# PAGE
The context will be formatted before being sent to Ollama:

# Future implementation example
def format_context_for_ollama(retrieved_chunks):
    """Format retrieved chunks into a context string for Ollama."""
    formatted_chunks = []

    for i, chunk in enumerate(retrieved_chunks):
        formatted_chunks.append(
            f"[Document {i+1}] {chunk['metadata']['source']}\n"
            f"---\n"
            f"{chunk['text']}\n"
        )

    return "\n\n".join(formatted_chunks)

Custom Modelfiles

Obelisk will provide custom Modelfiles optimized for RAG:

FROM mistral:latest

# Optimize for RAG
PARAMETER num_ctx 8192
PARAMETER temperature 0.7
PARAMETER top_p 0.9
PARAMETER top_k 40

# System instruction for RAG
SYSTEM You are a helpful documentation assistant for the Obelisk documentation system.
SYSTEM When given context from the documentation, use this information to answer the user's question.
SYSTEM Always attribute your sources and only provide information contained in the given context.

# RECORDS

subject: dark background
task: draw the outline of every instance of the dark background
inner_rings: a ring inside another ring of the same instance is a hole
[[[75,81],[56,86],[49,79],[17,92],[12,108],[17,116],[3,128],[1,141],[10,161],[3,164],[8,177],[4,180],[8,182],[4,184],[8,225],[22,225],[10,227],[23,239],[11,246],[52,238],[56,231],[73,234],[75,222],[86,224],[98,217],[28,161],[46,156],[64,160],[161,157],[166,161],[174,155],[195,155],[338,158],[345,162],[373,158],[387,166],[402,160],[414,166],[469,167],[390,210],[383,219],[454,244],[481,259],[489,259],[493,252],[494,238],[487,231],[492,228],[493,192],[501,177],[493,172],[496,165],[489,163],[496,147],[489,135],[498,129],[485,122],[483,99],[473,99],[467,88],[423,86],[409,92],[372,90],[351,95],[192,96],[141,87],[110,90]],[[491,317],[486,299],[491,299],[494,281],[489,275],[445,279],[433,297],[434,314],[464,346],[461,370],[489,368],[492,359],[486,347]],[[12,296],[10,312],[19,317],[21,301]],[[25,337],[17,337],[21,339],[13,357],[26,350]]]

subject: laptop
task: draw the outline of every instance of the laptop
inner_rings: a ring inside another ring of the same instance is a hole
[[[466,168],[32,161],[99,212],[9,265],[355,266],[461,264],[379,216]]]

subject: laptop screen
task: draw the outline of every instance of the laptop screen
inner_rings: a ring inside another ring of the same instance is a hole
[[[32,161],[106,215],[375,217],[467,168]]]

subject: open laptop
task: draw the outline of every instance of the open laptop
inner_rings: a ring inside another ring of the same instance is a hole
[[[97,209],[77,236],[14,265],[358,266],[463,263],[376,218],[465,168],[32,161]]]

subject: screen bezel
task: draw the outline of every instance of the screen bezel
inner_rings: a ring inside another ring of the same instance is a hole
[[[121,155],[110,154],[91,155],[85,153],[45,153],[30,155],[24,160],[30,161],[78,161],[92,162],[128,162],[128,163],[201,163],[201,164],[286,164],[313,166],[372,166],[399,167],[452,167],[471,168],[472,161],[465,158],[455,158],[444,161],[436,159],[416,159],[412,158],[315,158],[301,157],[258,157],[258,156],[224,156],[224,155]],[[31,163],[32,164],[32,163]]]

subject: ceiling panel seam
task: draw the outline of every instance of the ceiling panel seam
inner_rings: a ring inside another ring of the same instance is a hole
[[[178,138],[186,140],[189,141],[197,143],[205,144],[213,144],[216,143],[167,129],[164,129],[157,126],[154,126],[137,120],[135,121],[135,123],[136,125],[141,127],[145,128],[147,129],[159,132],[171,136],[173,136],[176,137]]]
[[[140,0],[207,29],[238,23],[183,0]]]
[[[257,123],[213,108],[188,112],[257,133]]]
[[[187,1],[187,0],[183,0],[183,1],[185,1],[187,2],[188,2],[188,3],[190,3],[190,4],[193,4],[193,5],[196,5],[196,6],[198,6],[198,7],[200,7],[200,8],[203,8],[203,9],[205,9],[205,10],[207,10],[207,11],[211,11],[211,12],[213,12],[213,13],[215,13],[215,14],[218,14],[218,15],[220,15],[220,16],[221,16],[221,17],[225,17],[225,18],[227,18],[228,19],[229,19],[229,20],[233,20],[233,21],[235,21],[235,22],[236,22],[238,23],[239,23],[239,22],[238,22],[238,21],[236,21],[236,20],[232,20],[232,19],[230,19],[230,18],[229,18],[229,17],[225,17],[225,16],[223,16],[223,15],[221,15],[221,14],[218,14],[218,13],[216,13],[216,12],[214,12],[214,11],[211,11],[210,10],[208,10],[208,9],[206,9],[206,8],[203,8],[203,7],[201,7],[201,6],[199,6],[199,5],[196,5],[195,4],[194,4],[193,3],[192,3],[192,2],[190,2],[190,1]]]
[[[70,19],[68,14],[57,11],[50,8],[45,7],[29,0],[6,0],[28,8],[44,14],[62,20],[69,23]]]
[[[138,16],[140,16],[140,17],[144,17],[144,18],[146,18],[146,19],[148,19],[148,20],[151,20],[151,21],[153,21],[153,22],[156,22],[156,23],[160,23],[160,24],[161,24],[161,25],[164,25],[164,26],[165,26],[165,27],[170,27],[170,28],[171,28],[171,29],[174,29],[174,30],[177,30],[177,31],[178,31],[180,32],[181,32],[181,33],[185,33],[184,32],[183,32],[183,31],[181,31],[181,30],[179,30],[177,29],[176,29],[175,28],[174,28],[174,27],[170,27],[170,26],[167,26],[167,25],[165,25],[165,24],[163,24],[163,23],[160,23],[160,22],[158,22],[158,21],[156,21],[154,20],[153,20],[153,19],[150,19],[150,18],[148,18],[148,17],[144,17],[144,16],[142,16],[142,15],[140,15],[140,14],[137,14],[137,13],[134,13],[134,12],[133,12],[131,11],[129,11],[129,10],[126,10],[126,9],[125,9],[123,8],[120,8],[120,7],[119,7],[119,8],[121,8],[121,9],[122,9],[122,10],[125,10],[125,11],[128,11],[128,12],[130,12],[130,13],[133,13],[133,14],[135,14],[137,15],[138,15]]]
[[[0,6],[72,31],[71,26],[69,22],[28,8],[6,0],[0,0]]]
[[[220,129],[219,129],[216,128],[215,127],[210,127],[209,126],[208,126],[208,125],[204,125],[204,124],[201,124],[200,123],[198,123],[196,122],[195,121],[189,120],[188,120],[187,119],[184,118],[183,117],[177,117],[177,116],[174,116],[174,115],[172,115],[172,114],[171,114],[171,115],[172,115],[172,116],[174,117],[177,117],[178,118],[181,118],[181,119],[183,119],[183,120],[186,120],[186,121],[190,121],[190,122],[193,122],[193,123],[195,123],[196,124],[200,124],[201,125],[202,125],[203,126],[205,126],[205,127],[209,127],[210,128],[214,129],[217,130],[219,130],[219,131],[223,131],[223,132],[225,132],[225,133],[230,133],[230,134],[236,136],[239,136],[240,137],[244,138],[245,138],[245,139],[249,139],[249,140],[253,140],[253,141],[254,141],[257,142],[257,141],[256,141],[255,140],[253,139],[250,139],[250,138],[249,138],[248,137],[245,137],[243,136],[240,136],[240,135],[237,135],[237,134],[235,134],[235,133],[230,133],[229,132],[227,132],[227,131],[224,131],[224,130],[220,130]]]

# JOBS
**a.** Using the page about Obelisk and Ollama, answer these:
(i) What model does the custom Modelfile start from?
(ii) What value is num_ctx set to?
(iii) In the formatting function, what line sits between each chunk's source and its text?
**b.** Put this sentence from the Obelisk page into Spanish: "When given context from the documentation, use this information to answer the user's question."
**c.** Write out the Obelisk page word for word, from "Obelisk will provide" up to and including "the given context.".
The rows have nothing to do with the page about Obelisk and Ollama.

# SOLUTIONS BELOW
**a.**
(i) mistral:latest
(ii) 8192
(iii) ---

**b.** Cuando se te dé contexto de la documentación, usa esta información para responder a la pregunta del usuario.

**c.**
Obelisk will provide custom Modelfiles optimized for RAG:

FROM mistral:latest

# Optimize for RAG
PARAMETER num_ctx 8192
PARAMETER temperature 0.7
PARAMETER top_p 0.9
PARAMETER top_k 40

# System instruction for RAG
SYSTEM You are a helpful documentation assistant for the Obelisk documentation system.
SYSTEM When given context from the documentation, use this information to answer the user's question.
SYSTEM Always attribute your sources and only provide information contained in the given context.